▸ **The exercise**:
Pick out and copy every line in the records below that contains the string "dark". Treat case as significant.

▸ **Records provided**:
——————————

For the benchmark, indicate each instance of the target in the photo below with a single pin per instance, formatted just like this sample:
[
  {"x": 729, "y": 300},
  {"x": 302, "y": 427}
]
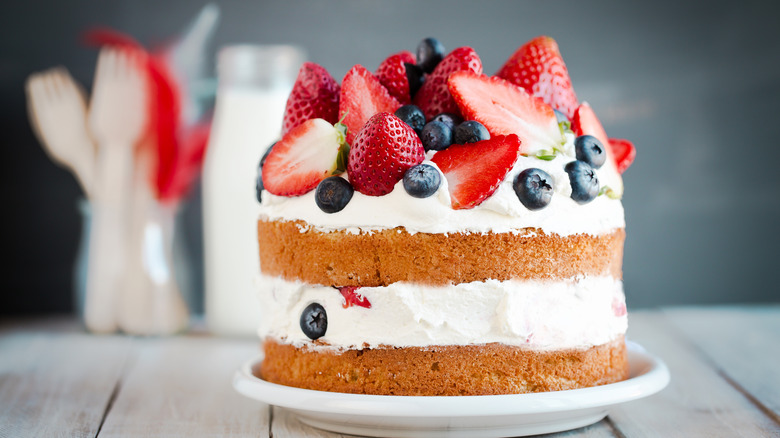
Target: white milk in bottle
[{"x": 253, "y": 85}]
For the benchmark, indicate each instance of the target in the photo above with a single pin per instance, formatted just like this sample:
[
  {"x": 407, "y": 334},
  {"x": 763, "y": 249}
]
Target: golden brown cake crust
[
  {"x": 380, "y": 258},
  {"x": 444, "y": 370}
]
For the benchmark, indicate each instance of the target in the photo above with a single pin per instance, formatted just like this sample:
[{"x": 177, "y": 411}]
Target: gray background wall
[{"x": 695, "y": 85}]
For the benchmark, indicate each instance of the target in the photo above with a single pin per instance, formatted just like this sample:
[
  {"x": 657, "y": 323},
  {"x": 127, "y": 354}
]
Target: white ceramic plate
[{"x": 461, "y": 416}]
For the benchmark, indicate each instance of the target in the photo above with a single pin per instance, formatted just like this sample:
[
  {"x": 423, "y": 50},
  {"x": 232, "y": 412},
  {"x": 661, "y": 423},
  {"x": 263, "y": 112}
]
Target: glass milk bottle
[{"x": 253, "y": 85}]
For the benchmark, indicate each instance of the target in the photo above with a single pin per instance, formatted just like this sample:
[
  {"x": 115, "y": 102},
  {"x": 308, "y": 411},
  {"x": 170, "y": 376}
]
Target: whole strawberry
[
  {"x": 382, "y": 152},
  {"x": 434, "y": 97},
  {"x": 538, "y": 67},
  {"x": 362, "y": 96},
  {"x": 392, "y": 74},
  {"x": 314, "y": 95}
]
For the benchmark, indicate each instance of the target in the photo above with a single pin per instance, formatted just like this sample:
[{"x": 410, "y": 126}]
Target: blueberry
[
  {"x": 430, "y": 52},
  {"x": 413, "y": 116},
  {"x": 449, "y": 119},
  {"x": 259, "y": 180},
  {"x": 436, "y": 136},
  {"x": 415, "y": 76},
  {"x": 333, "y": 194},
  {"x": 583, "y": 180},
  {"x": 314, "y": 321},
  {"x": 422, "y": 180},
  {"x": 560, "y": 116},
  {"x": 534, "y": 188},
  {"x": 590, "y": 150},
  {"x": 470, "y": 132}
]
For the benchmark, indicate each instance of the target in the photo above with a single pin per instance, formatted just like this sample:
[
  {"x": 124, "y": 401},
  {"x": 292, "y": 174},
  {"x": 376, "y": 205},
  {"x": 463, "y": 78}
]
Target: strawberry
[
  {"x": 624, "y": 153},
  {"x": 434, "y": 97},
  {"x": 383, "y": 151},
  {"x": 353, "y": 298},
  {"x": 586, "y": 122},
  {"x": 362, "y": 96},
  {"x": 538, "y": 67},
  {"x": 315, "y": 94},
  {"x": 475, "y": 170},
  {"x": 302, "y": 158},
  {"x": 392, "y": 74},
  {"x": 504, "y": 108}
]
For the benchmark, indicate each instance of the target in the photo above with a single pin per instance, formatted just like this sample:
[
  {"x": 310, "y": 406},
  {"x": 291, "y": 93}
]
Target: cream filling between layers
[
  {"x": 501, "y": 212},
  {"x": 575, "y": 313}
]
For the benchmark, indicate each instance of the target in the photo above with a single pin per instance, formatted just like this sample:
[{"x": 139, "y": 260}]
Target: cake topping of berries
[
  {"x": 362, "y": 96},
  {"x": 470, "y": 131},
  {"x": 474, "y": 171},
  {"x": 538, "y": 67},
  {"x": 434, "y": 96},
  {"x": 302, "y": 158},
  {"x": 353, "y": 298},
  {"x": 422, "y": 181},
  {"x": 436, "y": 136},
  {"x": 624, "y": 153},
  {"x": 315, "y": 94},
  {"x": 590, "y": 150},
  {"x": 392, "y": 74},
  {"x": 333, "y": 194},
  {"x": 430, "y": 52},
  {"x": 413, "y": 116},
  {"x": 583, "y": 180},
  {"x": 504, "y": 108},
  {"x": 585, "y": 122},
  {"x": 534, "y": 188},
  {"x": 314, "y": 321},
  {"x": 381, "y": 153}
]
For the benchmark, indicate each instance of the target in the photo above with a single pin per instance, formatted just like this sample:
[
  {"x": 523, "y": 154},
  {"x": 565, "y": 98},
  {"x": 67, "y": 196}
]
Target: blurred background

——————————

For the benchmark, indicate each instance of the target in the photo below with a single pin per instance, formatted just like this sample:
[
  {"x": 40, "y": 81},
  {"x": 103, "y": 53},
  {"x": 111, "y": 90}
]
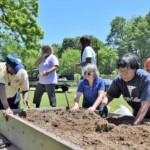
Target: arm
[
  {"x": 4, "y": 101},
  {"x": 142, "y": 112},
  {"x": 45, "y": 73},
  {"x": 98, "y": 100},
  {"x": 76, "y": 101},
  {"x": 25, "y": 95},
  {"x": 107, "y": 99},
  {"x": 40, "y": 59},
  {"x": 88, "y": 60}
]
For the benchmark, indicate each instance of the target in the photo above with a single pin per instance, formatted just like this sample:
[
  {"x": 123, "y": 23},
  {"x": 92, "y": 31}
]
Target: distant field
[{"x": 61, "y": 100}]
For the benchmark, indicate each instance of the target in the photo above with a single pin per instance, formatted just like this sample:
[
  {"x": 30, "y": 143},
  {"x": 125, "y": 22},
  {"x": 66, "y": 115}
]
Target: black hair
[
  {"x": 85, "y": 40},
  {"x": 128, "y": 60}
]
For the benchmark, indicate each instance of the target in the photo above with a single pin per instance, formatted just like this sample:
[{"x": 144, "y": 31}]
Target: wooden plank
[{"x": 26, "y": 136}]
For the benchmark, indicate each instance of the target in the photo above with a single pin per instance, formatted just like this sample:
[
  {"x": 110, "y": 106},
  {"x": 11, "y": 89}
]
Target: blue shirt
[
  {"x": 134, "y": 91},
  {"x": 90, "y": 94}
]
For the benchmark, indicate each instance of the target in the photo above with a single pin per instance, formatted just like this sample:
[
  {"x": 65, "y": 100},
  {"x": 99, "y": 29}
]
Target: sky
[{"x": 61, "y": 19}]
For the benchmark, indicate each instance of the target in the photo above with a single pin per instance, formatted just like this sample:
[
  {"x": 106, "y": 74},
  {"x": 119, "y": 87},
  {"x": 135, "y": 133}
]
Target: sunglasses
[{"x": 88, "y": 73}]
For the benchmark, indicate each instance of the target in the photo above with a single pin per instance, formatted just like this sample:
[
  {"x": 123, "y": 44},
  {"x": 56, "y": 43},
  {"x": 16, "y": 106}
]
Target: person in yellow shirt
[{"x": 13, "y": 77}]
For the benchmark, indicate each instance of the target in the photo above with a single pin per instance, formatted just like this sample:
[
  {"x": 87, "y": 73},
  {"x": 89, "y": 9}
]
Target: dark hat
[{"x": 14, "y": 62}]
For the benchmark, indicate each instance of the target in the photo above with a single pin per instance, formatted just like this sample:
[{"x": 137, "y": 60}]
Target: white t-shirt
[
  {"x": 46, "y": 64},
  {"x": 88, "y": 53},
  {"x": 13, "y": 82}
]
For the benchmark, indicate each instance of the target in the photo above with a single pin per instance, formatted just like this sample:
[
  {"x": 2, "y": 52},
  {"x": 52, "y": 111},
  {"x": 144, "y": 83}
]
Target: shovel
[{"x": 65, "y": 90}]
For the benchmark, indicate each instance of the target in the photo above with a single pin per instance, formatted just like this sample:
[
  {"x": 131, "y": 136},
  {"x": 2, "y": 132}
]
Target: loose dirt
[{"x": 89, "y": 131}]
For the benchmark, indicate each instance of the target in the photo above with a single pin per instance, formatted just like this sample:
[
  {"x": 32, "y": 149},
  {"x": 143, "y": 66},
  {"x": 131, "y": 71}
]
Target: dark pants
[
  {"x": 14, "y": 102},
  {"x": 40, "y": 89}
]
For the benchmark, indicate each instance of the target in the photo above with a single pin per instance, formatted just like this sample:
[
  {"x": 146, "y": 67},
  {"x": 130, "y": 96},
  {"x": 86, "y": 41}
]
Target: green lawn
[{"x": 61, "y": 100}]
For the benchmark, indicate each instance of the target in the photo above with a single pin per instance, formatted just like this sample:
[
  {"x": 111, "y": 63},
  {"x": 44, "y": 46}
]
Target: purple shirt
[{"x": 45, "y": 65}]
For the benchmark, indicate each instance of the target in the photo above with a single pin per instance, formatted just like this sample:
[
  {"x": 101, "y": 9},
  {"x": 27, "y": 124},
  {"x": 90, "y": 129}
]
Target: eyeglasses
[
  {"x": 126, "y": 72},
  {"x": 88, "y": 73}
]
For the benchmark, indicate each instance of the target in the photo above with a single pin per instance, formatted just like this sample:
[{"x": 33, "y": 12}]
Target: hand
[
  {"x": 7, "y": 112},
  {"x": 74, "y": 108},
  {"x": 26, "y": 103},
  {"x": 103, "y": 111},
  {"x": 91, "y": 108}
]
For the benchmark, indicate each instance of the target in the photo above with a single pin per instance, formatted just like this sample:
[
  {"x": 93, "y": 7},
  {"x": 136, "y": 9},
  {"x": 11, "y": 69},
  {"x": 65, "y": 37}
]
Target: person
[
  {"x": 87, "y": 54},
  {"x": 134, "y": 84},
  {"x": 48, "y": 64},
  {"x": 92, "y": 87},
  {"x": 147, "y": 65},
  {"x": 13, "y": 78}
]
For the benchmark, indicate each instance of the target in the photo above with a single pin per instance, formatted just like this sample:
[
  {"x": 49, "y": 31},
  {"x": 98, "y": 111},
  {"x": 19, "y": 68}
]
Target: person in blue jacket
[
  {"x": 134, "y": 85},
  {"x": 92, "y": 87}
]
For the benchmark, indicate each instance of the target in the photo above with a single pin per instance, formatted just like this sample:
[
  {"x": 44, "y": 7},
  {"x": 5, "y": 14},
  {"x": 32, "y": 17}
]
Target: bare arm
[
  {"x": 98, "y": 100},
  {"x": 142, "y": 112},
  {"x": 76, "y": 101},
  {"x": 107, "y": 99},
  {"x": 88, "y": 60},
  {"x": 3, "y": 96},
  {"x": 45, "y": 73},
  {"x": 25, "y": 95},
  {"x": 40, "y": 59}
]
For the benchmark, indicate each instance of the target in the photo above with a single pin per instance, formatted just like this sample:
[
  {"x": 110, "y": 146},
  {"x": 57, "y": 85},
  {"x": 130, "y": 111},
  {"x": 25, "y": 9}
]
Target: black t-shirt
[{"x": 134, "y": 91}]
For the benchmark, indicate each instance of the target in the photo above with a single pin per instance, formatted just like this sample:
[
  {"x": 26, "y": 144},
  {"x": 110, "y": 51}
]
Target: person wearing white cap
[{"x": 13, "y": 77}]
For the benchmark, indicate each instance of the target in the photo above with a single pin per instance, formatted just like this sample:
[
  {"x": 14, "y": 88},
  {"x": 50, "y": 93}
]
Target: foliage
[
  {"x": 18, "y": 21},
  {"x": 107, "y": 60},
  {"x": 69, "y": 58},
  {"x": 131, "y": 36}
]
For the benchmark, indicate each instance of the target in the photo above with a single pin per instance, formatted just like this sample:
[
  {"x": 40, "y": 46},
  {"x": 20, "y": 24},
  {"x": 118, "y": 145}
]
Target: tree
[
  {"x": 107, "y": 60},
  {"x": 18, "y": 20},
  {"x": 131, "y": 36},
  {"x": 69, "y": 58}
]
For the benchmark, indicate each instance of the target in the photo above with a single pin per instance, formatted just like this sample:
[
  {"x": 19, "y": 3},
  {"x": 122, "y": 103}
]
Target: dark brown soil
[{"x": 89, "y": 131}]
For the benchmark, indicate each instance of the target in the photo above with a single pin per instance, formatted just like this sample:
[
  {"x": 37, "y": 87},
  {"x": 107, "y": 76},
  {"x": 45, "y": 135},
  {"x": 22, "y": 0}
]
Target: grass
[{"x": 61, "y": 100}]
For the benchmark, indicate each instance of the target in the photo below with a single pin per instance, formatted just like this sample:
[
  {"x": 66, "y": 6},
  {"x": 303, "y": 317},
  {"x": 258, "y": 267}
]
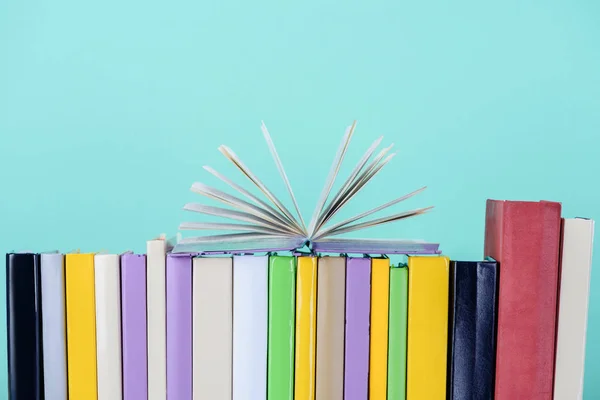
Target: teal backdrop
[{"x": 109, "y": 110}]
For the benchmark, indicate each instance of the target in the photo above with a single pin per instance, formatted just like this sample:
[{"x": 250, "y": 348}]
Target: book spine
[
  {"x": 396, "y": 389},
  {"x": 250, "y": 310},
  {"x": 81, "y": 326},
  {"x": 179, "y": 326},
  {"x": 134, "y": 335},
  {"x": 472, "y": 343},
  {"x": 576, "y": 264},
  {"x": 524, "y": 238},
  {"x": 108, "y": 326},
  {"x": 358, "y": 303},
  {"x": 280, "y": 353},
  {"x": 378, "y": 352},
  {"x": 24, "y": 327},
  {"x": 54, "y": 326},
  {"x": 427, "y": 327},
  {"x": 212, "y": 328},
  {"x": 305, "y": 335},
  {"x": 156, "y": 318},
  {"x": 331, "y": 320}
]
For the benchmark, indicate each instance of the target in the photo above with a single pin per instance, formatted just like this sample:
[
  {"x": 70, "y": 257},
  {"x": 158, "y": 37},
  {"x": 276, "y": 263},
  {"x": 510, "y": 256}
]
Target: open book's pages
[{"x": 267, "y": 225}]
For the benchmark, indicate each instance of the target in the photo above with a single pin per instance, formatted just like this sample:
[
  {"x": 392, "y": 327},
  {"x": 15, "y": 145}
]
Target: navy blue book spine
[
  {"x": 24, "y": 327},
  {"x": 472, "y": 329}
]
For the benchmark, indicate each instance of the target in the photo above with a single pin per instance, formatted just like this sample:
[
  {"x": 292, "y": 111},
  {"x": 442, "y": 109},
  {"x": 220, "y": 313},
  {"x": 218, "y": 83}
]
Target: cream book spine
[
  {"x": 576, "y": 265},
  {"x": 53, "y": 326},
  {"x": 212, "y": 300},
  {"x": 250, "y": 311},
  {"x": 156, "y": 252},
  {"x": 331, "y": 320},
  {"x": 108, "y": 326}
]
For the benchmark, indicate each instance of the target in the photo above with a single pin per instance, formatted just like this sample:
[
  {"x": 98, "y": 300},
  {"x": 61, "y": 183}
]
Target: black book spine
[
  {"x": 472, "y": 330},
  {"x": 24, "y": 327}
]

——————————

▸ **Answer to the problem**:
Target: dark hat
Target: dark pants
Target: dark brown soil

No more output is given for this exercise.